**Goal of the exercise**. Please give all the data below as a numbered list, leaving out any blank lines.

**Input material**.
•••••
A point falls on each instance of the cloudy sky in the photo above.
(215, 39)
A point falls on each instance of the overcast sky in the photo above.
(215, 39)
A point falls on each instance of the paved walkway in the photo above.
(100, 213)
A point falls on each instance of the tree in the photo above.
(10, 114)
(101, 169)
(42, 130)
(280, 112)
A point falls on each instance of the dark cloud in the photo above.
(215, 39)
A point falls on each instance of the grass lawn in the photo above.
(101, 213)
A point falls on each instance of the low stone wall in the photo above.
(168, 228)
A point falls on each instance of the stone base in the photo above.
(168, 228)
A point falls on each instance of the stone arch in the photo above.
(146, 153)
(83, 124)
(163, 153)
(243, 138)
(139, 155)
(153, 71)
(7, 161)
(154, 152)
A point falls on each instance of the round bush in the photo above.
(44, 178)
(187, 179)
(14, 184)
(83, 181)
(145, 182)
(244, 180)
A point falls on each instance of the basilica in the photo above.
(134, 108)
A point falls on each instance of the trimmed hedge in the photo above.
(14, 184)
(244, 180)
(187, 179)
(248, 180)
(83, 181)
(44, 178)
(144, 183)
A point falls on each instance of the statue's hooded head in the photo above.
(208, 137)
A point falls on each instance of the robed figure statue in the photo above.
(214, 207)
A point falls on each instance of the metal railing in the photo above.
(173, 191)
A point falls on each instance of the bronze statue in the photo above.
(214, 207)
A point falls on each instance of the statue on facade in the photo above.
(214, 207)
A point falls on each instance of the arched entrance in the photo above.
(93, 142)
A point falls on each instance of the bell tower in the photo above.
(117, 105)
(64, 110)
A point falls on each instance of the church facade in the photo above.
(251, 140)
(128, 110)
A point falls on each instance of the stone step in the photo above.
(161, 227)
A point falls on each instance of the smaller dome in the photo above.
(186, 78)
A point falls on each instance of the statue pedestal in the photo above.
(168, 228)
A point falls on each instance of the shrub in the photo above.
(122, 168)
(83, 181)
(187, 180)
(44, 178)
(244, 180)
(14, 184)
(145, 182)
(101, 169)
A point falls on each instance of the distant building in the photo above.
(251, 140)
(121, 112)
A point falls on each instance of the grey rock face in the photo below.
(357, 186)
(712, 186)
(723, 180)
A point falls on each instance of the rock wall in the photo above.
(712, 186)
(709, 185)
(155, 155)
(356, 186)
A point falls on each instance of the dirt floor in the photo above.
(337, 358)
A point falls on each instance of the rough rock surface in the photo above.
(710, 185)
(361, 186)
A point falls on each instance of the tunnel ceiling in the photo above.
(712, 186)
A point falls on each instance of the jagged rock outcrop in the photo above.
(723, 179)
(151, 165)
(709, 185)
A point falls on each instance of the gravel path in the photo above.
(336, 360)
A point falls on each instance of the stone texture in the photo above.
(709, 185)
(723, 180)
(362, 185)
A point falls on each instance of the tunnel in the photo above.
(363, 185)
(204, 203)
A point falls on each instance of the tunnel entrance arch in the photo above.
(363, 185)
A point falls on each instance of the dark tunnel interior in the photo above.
•••••
**Correct response**.
1. A point falls on each instance of the cloudy sky in the photo above.
2. (215, 39)
3. A point falls on each instance of the overcast sky in the photo above.
4. (215, 39)
5. A point falls on each instance of the paved walkway in the photo above.
6. (100, 213)
7. A point falls on each instance of the tree in the photo above.
8. (10, 114)
9. (101, 169)
10. (42, 130)
11. (280, 112)
12. A point falls on each instance of the dark cloud in the photo above.
13. (215, 39)
14. A point falls on each instance of the grass lawn in the photo above.
15. (101, 213)
16. A point falls on each instance of the low stone wall in the photo above.
17. (168, 228)
18. A point falls on each instance of the stone base in the photo above.
19. (168, 228)
20. A point falls on each instance of the stone arch in the photo above.
21. (146, 153)
22. (83, 124)
23. (163, 153)
24. (243, 138)
25. (139, 155)
26. (153, 71)
27. (7, 161)
28. (154, 152)
29. A point falls on each instance of the round bush in the photo above.
30. (44, 178)
31. (187, 179)
32. (14, 184)
33. (83, 181)
34. (145, 182)
35. (244, 180)
36. A point falls on each instance of the basilica in the photo above.
37. (134, 108)
38. A point falls on each instance of the trimmed hedge in the photo above.
39. (14, 184)
40. (244, 180)
41. (187, 179)
42. (248, 180)
43. (83, 181)
44. (44, 178)
45. (144, 183)
46. A point falls on each instance of the statue's hooded head in the photo above.
47. (208, 137)
48. A point falls on each instance of the robed figure statue in the photo above.
49. (214, 207)
50. A point falls on each instance of the metal railing in the photo above.
51. (173, 191)
52. A point falls on each instance of the bronze statue in the photo above.
53. (214, 207)
54. A point falls on each instance of the statue on facade in the photo above.
55. (214, 207)
56. A point falls on each instance of the arched entrance in the photo above.
57. (93, 142)
58. A point falls on each instance of the bell tower in the photo above.
59. (117, 105)
60. (64, 110)
61. A point falls on each instance of the church facade in the photo above.
62. (251, 140)
63. (128, 110)
64. A point falls on each instance of the stone step in the photo above.
65. (161, 227)
66. A point falls on each instance of the smaller dome in the photo above.
67. (186, 78)
68. A point falls on each instance of the statue pedestal in the photo above.
69. (168, 228)
70. A point falls on each instance of the shrub in the photo above.
71. (122, 168)
72. (83, 181)
73. (187, 180)
74. (44, 178)
75. (244, 180)
76. (14, 184)
77. (145, 182)
78. (101, 169)
79. A point falls on each instance of the distant building in the photo above.
80. (251, 140)
81. (121, 112)
82. A point falls on each instance of the grey rock face in the photo below.
83. (357, 186)
84. (712, 186)
85. (723, 180)
86. A point falls on each instance of the rock wall in the photo above.
87. (712, 186)
88. (709, 185)
89. (155, 155)
90. (356, 186)
91. A point falls on each instance of the dirt floor in the photo above.
92. (337, 358)
93. A point falls on each instance of the rough rock surface in the photo above.
94. (710, 185)
95. (361, 186)
96. A point falls on each instance of the tunnel ceiling in the photo above.
97. (712, 186)
98. A point falls on each instance of the jagged rock outcrop in the photo above.
99. (723, 179)
100. (151, 165)
101. (709, 185)
102. A point falls on each instance of the gravel path in the photo above.
103. (336, 360)
104. A point falls on each instance of the stone texture in the photo above.
105. (709, 185)
106. (723, 180)
107. (362, 185)
108. A point falls on each instance of the tunnel in the photo above.
109. (363, 185)
110. (204, 203)
111. A point falls on each instance of the tunnel entrance arch in the photo above.
112. (363, 185)
113. A point falls on each instance of the dark tunnel interior in the photo above.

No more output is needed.